Directions for this task: Word for word, repeat the lines of the records from the one containing "Task: indicate the rocky shore." through the last line, both included.

Task inputs:
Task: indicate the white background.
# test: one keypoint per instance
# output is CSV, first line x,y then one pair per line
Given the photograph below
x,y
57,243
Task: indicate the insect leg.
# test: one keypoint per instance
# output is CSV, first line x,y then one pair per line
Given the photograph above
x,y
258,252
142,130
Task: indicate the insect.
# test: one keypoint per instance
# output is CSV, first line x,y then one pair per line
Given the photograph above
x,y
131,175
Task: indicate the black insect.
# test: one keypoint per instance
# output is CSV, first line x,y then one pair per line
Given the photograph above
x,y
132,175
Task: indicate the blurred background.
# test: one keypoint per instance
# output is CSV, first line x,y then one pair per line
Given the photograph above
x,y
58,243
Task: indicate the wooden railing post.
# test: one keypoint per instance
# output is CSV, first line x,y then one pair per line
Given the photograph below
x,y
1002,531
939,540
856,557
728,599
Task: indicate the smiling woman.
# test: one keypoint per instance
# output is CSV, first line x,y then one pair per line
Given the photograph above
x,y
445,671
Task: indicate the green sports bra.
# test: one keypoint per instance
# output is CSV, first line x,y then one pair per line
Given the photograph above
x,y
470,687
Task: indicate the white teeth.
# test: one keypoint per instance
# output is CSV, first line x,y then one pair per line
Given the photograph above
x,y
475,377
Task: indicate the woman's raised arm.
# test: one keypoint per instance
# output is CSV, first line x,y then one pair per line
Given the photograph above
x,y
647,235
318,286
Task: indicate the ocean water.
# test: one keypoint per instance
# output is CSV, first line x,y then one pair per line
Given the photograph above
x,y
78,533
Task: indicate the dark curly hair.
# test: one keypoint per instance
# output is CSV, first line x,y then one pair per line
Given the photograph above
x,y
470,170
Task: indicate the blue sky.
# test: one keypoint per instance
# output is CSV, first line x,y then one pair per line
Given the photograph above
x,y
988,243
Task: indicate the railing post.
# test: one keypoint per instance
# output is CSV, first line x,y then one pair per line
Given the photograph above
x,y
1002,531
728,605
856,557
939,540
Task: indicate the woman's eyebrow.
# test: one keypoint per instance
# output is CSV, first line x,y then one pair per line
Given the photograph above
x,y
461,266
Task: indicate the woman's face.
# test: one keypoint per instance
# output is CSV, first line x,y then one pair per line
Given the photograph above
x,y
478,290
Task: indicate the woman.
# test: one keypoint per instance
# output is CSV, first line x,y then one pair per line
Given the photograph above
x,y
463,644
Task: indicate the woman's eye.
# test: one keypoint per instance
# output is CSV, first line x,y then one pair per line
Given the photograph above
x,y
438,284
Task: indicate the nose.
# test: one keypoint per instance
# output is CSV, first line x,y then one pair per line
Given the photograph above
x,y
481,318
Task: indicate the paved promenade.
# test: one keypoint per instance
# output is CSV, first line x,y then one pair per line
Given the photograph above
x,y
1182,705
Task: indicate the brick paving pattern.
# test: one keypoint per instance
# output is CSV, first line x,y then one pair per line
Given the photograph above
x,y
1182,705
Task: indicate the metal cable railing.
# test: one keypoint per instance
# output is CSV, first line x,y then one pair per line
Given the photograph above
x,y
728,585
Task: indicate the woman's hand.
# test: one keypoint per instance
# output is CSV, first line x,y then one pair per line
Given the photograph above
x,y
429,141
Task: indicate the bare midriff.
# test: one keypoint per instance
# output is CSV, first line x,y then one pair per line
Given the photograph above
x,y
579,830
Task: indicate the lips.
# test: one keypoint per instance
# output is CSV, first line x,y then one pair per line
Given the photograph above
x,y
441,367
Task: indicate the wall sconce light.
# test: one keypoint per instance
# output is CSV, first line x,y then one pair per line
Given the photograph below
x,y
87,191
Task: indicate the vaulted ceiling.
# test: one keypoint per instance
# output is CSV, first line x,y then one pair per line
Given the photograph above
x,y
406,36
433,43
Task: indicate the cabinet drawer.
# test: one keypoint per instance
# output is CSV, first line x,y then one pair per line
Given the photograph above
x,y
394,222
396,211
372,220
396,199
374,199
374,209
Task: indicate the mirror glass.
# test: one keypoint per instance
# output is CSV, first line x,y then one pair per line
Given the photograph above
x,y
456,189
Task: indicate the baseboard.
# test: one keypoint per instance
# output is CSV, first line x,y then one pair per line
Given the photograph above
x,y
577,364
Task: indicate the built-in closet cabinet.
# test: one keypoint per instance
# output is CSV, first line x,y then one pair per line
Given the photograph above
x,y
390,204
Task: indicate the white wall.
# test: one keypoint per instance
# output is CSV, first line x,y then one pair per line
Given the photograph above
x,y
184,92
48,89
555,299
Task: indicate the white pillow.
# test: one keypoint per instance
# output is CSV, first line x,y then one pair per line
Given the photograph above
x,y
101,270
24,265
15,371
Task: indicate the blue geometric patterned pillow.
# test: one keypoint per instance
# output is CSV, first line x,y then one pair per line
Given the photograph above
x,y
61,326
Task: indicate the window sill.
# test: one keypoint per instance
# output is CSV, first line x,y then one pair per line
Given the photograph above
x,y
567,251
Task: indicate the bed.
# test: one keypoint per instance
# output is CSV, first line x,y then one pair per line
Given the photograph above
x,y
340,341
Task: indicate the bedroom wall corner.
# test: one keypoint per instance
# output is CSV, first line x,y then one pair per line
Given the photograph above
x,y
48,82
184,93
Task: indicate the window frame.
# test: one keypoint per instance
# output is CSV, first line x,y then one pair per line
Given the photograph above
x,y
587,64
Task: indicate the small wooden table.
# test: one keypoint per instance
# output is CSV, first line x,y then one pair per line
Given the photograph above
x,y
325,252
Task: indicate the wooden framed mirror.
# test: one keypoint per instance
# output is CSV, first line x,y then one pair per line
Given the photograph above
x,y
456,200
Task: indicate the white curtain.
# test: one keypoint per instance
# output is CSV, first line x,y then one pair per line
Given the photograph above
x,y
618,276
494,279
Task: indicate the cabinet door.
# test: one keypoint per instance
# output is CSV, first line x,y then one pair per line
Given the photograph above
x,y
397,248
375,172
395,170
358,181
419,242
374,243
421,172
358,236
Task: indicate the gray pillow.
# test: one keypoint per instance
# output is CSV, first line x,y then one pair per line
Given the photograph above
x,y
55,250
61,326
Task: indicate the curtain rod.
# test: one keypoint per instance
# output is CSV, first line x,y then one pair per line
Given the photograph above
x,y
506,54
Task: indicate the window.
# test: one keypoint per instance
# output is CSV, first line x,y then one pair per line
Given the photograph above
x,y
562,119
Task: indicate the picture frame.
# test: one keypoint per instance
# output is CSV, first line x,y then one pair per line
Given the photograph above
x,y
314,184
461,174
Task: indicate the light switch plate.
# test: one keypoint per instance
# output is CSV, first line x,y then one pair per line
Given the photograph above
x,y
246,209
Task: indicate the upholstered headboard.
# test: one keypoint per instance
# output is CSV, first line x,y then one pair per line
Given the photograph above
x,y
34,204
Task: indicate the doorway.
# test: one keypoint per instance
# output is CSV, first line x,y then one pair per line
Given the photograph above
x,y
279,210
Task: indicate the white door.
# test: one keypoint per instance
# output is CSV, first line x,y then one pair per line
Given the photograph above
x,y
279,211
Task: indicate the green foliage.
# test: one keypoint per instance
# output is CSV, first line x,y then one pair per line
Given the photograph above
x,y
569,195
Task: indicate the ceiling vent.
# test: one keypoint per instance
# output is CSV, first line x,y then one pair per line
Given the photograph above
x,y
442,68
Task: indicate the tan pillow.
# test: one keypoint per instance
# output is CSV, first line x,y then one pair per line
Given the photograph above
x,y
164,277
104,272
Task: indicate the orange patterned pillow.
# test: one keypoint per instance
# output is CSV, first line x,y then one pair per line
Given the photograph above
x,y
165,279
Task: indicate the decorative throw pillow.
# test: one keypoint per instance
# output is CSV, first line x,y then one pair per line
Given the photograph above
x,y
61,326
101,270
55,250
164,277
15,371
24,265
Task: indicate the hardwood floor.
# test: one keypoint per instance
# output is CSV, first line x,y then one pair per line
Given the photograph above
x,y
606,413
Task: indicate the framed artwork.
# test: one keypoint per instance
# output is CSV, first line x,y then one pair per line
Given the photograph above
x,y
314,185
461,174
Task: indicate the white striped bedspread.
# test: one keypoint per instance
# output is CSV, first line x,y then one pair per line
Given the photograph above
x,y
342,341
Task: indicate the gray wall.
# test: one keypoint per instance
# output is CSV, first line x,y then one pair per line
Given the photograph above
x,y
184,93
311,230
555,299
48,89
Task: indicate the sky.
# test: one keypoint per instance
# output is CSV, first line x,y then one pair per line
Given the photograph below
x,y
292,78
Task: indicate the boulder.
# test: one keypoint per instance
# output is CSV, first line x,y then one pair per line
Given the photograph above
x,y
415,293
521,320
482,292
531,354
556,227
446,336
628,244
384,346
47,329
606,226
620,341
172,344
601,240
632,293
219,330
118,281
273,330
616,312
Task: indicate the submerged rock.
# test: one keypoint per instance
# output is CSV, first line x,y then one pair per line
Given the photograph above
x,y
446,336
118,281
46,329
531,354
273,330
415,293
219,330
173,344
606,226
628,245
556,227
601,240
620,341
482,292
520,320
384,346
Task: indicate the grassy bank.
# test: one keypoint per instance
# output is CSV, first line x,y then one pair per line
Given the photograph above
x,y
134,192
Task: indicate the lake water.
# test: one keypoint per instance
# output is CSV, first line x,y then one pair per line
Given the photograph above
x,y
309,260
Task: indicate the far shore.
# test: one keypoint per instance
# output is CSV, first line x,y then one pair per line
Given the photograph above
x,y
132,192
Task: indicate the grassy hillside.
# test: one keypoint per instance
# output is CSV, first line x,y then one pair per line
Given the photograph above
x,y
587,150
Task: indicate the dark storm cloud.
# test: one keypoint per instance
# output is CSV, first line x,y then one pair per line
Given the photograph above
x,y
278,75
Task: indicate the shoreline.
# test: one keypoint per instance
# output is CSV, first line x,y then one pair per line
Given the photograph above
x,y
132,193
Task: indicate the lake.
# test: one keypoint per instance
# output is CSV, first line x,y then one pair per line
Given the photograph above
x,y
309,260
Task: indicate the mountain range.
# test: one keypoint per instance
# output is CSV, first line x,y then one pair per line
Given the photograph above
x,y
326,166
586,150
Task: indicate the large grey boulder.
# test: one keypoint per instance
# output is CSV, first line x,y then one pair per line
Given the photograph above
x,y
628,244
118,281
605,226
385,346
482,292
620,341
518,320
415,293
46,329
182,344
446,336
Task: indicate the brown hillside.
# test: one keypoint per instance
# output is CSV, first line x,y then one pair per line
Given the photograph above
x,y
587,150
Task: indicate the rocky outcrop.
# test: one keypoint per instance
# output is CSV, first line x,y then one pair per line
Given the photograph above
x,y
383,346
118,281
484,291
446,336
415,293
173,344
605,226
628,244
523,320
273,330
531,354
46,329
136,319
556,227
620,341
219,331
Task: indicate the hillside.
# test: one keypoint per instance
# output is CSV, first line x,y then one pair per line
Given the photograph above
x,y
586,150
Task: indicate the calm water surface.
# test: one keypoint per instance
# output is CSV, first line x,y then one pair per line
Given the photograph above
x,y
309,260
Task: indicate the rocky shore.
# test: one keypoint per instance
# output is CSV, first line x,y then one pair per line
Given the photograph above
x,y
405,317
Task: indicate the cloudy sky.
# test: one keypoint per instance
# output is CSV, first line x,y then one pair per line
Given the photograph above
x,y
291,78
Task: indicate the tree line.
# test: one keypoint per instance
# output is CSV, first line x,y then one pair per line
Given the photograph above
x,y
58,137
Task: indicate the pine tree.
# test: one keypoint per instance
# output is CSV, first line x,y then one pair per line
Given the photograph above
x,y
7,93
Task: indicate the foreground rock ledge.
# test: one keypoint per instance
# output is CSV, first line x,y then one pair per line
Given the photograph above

Written solution:
Task: indicate the rocky shore.
# test: one keypoint per instance
# output is CSV, first line x,y then one pair per line
Given the photograph above
x,y
405,317
Task: indicate the cloudy sky.
# test: one keypoint per instance
# output is CSV, first line x,y then one pair per line
Given the photograph above
x,y
291,78
Task: indicate the tree line.
# test: one keypoint per instance
# output is CSV, first line x,y then one pair per line
Given the photograph above
x,y
58,137
Task: indicate the pine tree.
# test: one keypoint per instance
# output is CSV, first line x,y then one pair per line
Given the photograph above
x,y
7,93
Task: indicate the foreground rock ledge.
# test: one keypoint per instance
# output is CSV, first line x,y then one pair per line
Given the photograph above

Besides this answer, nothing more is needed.